━━━━━ Data ━━━━━

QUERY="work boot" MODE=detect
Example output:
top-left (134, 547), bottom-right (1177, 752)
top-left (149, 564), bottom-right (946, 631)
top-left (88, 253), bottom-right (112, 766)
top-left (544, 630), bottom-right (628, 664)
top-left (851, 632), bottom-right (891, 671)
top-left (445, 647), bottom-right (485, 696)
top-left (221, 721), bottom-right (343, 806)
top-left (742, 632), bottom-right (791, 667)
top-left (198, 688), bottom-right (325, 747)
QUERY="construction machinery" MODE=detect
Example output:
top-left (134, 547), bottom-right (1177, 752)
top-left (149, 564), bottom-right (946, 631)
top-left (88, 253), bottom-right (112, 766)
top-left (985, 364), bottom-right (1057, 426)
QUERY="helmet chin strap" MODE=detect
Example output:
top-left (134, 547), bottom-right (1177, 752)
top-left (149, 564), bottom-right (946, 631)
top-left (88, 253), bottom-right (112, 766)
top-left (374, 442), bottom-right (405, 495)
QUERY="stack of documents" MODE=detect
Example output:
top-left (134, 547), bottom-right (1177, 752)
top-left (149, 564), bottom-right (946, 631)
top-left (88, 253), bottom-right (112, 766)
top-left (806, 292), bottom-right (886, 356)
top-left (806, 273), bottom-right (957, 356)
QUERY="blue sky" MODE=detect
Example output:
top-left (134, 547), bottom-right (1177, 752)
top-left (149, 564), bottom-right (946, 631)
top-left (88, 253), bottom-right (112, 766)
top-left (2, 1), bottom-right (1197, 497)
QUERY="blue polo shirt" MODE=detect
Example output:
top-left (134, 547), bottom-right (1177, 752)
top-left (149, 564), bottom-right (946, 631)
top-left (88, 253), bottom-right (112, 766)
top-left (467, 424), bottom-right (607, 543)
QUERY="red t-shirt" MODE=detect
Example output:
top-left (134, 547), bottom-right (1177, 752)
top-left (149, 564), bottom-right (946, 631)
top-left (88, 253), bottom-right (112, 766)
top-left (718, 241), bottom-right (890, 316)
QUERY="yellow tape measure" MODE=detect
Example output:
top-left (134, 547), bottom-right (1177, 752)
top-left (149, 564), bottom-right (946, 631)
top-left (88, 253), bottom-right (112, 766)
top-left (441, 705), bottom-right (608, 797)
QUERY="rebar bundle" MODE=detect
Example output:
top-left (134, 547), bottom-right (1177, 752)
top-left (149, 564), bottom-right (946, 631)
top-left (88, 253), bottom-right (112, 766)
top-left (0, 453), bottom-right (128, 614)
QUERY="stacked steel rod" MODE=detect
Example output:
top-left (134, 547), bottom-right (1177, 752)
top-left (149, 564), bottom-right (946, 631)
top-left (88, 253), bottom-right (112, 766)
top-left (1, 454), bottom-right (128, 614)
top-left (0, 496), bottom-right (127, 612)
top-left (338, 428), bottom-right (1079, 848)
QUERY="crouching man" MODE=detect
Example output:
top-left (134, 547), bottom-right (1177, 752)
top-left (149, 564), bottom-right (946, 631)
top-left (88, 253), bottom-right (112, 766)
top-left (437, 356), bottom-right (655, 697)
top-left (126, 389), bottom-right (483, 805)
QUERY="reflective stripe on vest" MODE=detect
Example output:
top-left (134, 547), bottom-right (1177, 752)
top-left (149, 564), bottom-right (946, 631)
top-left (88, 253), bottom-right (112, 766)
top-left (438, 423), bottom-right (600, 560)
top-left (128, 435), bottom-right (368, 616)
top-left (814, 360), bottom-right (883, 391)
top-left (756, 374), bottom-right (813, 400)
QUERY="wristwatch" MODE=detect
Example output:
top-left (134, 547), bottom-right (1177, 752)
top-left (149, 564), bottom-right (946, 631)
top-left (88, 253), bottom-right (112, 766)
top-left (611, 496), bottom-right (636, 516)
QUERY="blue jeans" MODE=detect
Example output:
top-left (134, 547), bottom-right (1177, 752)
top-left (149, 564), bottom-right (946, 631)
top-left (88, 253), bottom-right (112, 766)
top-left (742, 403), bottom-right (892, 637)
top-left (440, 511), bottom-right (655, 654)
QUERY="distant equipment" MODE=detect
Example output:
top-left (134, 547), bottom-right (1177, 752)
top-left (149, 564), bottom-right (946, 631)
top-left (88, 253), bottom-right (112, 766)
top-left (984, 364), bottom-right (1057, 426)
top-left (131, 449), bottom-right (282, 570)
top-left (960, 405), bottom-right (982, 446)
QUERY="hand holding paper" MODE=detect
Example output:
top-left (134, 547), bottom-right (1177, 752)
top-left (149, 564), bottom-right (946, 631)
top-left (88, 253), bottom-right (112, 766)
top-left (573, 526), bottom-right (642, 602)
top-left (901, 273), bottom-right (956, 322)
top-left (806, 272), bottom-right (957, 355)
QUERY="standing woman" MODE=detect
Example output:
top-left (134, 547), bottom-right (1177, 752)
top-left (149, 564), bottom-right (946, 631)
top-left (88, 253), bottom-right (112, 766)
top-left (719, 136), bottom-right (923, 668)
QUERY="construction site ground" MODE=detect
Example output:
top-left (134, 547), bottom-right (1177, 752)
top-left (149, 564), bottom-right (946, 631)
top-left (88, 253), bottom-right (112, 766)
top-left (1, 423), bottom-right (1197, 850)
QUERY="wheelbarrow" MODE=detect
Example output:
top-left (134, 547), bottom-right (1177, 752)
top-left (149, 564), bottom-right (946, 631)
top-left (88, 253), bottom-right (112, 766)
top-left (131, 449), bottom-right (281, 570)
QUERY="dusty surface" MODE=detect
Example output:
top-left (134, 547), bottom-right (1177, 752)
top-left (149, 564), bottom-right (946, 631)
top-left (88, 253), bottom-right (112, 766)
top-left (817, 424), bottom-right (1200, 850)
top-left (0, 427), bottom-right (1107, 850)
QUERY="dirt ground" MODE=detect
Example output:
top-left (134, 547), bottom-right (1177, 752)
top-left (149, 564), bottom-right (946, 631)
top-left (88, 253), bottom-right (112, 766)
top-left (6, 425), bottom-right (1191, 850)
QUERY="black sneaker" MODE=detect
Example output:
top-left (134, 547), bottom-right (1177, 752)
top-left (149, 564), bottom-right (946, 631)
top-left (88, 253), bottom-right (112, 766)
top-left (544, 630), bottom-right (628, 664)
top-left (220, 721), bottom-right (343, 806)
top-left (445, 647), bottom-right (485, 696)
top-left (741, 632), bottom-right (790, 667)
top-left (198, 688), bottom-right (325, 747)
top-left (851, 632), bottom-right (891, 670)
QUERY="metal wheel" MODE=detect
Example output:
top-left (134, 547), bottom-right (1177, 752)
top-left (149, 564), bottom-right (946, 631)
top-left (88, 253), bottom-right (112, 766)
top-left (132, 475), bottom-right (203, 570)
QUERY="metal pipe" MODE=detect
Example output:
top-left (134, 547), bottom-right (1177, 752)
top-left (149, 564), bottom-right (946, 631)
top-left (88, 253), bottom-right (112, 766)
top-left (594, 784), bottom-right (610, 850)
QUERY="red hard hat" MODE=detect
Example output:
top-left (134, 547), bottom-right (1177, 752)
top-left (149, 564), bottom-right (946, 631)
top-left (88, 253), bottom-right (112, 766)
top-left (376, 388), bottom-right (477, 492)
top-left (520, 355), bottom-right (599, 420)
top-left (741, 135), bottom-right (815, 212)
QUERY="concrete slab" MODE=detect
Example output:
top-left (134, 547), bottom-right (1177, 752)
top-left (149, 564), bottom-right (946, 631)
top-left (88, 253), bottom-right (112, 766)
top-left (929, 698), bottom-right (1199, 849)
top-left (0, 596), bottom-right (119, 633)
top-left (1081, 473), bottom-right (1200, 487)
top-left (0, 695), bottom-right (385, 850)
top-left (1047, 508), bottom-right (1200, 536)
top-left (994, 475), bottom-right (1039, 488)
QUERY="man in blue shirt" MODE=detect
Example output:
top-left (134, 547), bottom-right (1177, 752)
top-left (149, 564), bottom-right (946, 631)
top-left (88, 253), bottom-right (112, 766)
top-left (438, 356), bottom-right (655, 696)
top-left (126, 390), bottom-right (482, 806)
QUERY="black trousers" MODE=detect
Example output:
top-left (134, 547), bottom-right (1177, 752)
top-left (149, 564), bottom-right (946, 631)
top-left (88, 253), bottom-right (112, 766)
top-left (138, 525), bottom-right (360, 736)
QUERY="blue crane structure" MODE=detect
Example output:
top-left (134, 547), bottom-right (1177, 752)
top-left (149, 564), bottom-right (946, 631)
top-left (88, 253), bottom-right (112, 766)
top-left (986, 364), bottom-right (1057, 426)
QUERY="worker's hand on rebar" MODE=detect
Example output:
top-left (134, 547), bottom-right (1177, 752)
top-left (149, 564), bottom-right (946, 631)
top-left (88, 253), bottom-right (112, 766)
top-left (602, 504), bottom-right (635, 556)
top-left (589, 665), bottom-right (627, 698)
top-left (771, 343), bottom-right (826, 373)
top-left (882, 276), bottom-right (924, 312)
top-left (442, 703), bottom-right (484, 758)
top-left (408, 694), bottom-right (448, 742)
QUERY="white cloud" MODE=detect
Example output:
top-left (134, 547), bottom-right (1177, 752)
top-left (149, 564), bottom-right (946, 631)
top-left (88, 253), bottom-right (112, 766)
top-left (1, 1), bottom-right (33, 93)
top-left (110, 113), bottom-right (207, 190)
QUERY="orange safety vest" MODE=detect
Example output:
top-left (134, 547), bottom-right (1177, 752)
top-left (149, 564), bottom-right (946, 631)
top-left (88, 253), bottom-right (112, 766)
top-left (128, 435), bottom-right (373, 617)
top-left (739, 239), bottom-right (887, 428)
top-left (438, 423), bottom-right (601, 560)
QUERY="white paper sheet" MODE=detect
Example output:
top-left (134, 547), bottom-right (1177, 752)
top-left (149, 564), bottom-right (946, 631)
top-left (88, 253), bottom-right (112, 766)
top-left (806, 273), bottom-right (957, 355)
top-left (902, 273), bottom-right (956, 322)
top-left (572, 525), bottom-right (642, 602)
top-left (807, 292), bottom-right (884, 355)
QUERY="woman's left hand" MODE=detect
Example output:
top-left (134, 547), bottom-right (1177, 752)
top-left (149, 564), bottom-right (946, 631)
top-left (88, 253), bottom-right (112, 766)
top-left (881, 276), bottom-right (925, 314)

━━━━━

#### Exercise goal
Report, for the data above, every line in which the string "black" appears.

#### Result of the task
QUERY="black sneaker" MODE=detect
QUERY="black trousers" MODE=detect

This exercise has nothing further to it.